Pictures stay out; everything else in the records below is copied exactly.
>> Start DATASET CONTENT
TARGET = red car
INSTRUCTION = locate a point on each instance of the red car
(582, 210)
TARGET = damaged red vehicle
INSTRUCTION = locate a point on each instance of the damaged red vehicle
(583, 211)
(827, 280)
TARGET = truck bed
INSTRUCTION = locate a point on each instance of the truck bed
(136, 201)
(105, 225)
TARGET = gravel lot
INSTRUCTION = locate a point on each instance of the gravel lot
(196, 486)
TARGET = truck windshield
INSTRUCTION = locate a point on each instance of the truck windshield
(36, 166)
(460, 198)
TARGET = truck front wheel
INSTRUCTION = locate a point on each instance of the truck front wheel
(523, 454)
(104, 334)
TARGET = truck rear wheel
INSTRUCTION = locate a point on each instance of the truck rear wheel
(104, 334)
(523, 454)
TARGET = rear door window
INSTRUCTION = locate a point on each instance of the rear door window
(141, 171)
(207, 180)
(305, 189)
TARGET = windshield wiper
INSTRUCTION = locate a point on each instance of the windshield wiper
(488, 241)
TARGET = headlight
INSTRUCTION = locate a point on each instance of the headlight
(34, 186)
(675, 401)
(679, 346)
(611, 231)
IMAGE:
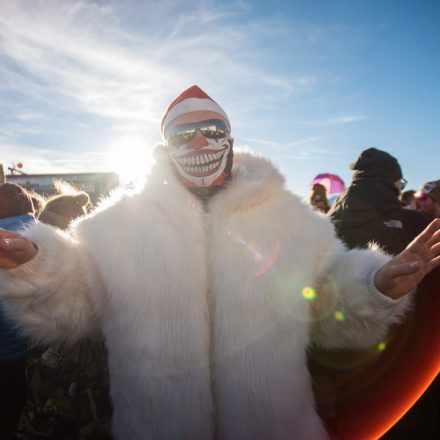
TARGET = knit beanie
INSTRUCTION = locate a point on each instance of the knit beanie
(192, 100)
(376, 163)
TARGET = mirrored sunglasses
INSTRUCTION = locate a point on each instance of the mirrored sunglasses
(184, 133)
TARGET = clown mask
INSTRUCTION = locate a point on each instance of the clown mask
(201, 150)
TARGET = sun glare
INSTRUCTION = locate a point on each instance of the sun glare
(131, 158)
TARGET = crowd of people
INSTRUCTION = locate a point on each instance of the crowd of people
(188, 310)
>> End DATASET CONTENT
* FINAL ANSWER
TARGET = red car
INSTRUCTION = locate a point on each instance of the red car
(582, 210)
TARGET = damaged red vehicle
INSTRUCTION = locate a point on each instance of the damaged red vehicle
(583, 211)
(827, 280)
TARGET = truck bed
INSTRUCTION = locate a point on each instance of the truck bed
(136, 201)
(105, 225)
TARGET = gravel lot
INSTRUCTION = locate a point on each instance of the gravel lot
(196, 486)
TARGET = truck windshield
INSTRUCTION = locate a point on each instance of the truck windshield
(36, 166)
(460, 198)
TARGET = truck front wheel
INSTRUCTION = locate a point on each instance of the truck front wheel
(523, 454)
(104, 334)
TARGET = truck rear wheel
INSTRUCTION = locate a point on each instance of the truck rear wheel
(104, 334)
(523, 454)
TARGET = rear door window
INSTRUCTION = locate a point on each instance of the rear door window
(141, 171)
(207, 180)
(305, 189)
TARGET = windshield wiper
INSTRUCTION = locate a point on each instance of the windshield wiper
(488, 241)
TARGET = headlight
INSTRUCTION = locate a point on each instance of the headlight
(34, 186)
(675, 401)
(679, 346)
(611, 231)
IMAGE:
TARGET = knit beanie
INSTRUCTION = locate a point on each instance of the knit beanie
(192, 100)
(376, 163)
TARGET = mirrored sunglasses
INSTRUCTION = locate a point on each instance of the mirrored sunglasses
(184, 133)
TARGET = clown mask
INSTRUCTION = locate a point on each instance of the clown mask
(201, 150)
TARGET = sun glare
INSTRUCTION = locate a point on each instance of the sun glare
(131, 158)
TARGET = crowd of people
INSTRUCTION = locate a point on each instance of the crowd of people
(188, 310)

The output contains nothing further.